**Texto citado**:
================================

Todos os trâmites de validade, portanto, foram cumpridos com
relação à Convenção 158, da OIT: a Convenção foi aprovada pelo Congresso
Nacional, mediante Decreto Legislativo n. 68, de 16 de setembro de 1992; o
depósito da carta de ratificação foi efetuado na RIT (da OIT), em 05 de
janeiro de 1995 e o Decreto de promulgação n. 1.855, foi publicado em 11 de
abril de 1996.
Doze meses após o depósito da ratificação, a Convenção
entra em vigência no ordenamento interno. Assim, vigente a Convenção 158 da
OIT no Brasil desde 06 de janeiro de 1996. E, mesmo que considerada a
necessidade de sua publicação no âmbito interno, esta exigência se cumpriu
com a publicação do Decreto n. 1.855, em 11 de abril de 1996.
Nos doze meses decorrentes entre o depósito e a sua entrada
em vigor, a Convenção pode ser alvo de denúncia, isto é, ser obstada a sua
vigência no ordenamento interno. Não sendo assim, a Convenção somente pode
ser alvo de denúncia após dez anos do início de sua vigência, e mesmo assim
durante os 12 meses subseqüentes a cada decênio.
No entanto, o Poder Executivo, mediante o Decreto n. 2.100,
de 20 de dezembro de 1996, publicado em 23 de dezembro de 1996, acatando a
interpretação que se tornou predominante à época no sentido da
inaplicabilidade da Convenção no ordenamento nacional, tornou pública a
denúncia da Convenção, realizada pelo Governo, em carta enviada à OIT, em 20
de novembro de 1996, explicitando que a Convenção 158 deixaria de ter
vigência em nosso ordenamento, a partir de 20 de novembro de 1997.

================================

**Extrato de dados**:
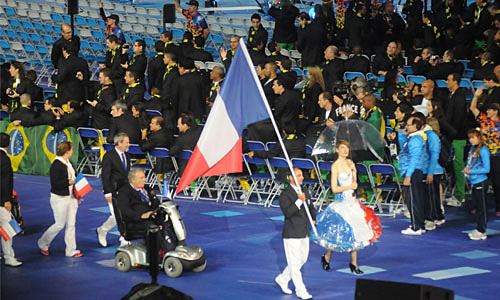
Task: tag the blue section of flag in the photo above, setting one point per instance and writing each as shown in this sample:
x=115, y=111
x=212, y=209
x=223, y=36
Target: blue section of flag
x=241, y=93
x=15, y=226
x=78, y=178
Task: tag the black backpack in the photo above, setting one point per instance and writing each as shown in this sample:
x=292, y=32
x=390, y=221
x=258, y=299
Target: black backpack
x=446, y=154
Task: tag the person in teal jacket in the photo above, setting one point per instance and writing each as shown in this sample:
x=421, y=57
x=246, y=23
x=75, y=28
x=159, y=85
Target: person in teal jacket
x=476, y=171
x=411, y=165
x=432, y=206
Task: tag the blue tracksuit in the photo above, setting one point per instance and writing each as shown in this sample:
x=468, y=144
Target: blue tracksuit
x=412, y=155
x=479, y=166
x=433, y=150
x=412, y=162
x=479, y=169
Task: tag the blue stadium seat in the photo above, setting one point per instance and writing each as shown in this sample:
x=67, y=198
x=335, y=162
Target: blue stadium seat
x=351, y=75
x=418, y=79
x=56, y=18
x=48, y=39
x=38, y=26
x=27, y=25
x=408, y=70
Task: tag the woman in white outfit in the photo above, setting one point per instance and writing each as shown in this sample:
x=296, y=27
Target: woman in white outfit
x=63, y=202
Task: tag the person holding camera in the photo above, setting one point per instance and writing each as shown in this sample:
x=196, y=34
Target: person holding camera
x=421, y=64
x=441, y=69
x=112, y=27
x=6, y=188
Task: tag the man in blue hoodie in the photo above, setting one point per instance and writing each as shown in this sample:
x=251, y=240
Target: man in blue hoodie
x=412, y=163
x=432, y=207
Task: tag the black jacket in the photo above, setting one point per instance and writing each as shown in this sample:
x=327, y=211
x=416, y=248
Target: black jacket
x=333, y=70
x=59, y=181
x=78, y=118
x=114, y=174
x=162, y=138
x=456, y=113
x=7, y=182
x=101, y=117
x=258, y=57
x=442, y=70
x=382, y=62
x=188, y=92
x=133, y=93
x=138, y=63
x=254, y=36
x=68, y=86
x=114, y=62
x=284, y=26
x=296, y=221
x=287, y=108
x=156, y=68
x=127, y=124
x=56, y=53
x=311, y=43
x=167, y=86
x=357, y=63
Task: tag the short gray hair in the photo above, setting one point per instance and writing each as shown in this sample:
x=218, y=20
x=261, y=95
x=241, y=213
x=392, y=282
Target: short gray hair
x=119, y=137
x=120, y=105
x=133, y=173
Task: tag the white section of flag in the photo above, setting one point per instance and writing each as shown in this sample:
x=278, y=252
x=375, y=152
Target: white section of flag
x=220, y=135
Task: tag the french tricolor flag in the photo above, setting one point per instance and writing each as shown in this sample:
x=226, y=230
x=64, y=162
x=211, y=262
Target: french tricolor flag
x=241, y=102
x=9, y=230
x=82, y=186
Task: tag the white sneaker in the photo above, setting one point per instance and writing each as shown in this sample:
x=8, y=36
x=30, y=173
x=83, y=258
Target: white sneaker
x=429, y=225
x=453, y=202
x=282, y=285
x=409, y=231
x=101, y=237
x=13, y=262
x=439, y=222
x=476, y=235
x=304, y=295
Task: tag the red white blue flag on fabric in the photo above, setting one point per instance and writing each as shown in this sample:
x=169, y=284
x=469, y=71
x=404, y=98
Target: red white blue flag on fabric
x=240, y=102
x=9, y=230
x=81, y=187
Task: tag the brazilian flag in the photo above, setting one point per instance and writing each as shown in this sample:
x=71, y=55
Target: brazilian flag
x=33, y=149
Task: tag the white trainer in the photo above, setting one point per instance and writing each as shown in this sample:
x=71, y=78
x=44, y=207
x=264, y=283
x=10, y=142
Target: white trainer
x=410, y=231
x=13, y=262
x=101, y=237
x=304, y=295
x=476, y=235
x=429, y=225
x=283, y=286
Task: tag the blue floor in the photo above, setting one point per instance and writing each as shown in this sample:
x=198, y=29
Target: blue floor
x=244, y=253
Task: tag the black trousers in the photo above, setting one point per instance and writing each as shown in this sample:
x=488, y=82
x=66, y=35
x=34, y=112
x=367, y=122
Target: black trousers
x=414, y=197
x=479, y=194
x=432, y=201
x=495, y=179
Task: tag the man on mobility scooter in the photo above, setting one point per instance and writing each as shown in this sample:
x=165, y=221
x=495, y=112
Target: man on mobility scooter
x=137, y=210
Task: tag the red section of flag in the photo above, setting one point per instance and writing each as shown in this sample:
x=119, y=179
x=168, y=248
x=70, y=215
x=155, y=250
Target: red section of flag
x=198, y=167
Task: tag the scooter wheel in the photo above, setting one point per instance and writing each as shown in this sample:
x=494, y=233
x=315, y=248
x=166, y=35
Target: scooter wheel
x=200, y=268
x=122, y=262
x=172, y=267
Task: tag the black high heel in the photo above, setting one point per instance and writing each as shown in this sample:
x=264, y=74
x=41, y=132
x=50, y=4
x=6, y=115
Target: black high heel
x=355, y=269
x=325, y=264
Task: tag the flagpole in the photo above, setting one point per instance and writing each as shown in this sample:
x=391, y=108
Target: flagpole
x=276, y=130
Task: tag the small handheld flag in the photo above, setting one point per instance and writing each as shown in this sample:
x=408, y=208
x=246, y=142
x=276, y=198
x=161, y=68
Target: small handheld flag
x=9, y=230
x=81, y=187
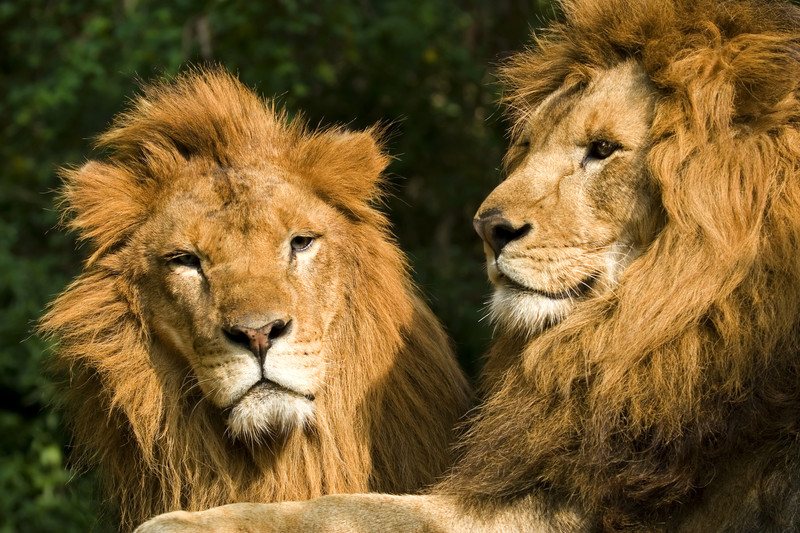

================================

**O que fazer**:
Pode transcrever, sem nenhuma alteração, o trecho do texto sobre a Convenção 158 da OIT que vai de "Todos os trâmites" até "de abril de 1996.", incluindo este último? Este material provém de outra fonte.

**Resultado da tarefa**:
Todos os trâmites de validade, portanto, foram cumpridos com
relação à Convenção 158, da OIT: a Convenção foi aprovada pelo Congresso
Nacional, mediante Decreto Legislativo n. 68, de 16 de setembro de 1992; o
depósito da carta de ratificação foi efetuado na RIT (da OIT), em 05 de
janeiro de 1995 e o Decreto de promulgação n. 1.855, foi publicado em 11 de
abril de 1996.
Doze meses após o depósito da ratificação, a Convenção
entra em vigência no ordenamento interno. Assim, vigente a Convenção 158 da
OIT no Brasil desde 06 de janeiro de 1996. E, mesmo que considerada a
necessidade de sua publicação no âmbito interno, esta exigência se cumpriu
com a publicação do Decreto n. 1.855, em 11 de abril de 1996.